• YOUR OBJECTIVE: All lines below containing "fishing" are to be listed.

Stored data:
● ● ●

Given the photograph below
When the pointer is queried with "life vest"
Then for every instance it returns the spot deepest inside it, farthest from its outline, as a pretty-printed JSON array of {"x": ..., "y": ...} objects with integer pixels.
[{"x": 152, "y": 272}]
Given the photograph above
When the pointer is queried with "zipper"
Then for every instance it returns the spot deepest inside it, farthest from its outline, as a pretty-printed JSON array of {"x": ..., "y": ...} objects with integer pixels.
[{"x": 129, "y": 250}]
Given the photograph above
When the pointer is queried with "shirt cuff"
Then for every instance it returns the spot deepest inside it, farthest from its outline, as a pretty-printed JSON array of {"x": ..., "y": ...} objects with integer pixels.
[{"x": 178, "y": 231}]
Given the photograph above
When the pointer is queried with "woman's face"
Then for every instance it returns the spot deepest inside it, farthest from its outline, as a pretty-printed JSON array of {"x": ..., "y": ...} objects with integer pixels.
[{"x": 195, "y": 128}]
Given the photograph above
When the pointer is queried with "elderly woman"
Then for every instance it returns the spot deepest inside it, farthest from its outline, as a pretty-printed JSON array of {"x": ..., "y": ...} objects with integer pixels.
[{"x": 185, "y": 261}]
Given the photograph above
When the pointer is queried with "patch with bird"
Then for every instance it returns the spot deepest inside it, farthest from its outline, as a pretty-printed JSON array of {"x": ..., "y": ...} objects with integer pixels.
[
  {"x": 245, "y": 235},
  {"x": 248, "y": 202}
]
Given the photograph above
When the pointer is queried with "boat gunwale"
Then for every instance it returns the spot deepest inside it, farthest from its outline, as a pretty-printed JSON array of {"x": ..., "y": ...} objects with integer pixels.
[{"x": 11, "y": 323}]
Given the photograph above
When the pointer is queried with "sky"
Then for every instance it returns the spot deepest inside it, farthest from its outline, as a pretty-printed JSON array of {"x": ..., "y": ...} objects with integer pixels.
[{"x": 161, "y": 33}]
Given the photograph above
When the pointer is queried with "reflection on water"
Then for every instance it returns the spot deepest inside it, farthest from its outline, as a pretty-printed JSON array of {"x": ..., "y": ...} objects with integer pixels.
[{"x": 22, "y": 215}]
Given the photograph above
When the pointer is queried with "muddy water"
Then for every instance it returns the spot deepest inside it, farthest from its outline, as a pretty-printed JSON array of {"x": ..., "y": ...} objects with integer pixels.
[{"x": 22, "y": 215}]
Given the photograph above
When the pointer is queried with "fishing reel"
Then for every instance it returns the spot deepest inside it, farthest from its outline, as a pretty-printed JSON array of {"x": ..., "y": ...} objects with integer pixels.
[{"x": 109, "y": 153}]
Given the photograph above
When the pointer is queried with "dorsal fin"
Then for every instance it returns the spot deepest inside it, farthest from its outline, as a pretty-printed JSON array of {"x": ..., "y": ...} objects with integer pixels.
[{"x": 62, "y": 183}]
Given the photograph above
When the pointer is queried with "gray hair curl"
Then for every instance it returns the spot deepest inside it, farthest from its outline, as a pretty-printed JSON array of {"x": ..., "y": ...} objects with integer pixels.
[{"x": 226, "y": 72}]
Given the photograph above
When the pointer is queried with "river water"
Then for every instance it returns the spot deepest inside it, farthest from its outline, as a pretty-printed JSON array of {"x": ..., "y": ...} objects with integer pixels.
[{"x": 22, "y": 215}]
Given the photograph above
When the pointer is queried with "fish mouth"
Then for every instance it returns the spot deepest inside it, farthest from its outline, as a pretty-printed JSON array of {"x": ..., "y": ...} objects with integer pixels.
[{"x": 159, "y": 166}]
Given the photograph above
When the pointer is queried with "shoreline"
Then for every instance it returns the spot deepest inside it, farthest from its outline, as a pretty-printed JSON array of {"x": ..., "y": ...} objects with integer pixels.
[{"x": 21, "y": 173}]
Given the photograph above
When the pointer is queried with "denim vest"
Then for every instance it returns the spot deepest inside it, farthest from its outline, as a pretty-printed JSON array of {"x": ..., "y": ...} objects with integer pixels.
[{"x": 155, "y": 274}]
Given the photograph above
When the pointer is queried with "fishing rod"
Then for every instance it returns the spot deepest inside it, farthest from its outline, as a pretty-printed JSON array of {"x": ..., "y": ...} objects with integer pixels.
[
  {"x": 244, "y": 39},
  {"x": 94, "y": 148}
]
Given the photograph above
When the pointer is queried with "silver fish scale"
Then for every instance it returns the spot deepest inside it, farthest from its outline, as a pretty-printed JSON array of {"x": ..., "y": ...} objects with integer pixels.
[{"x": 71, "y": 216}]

● ● ●

• WRITTEN RESPONSE:
When the pointer is queried with "fishing reel"
When the pointer is queried with "fishing rod"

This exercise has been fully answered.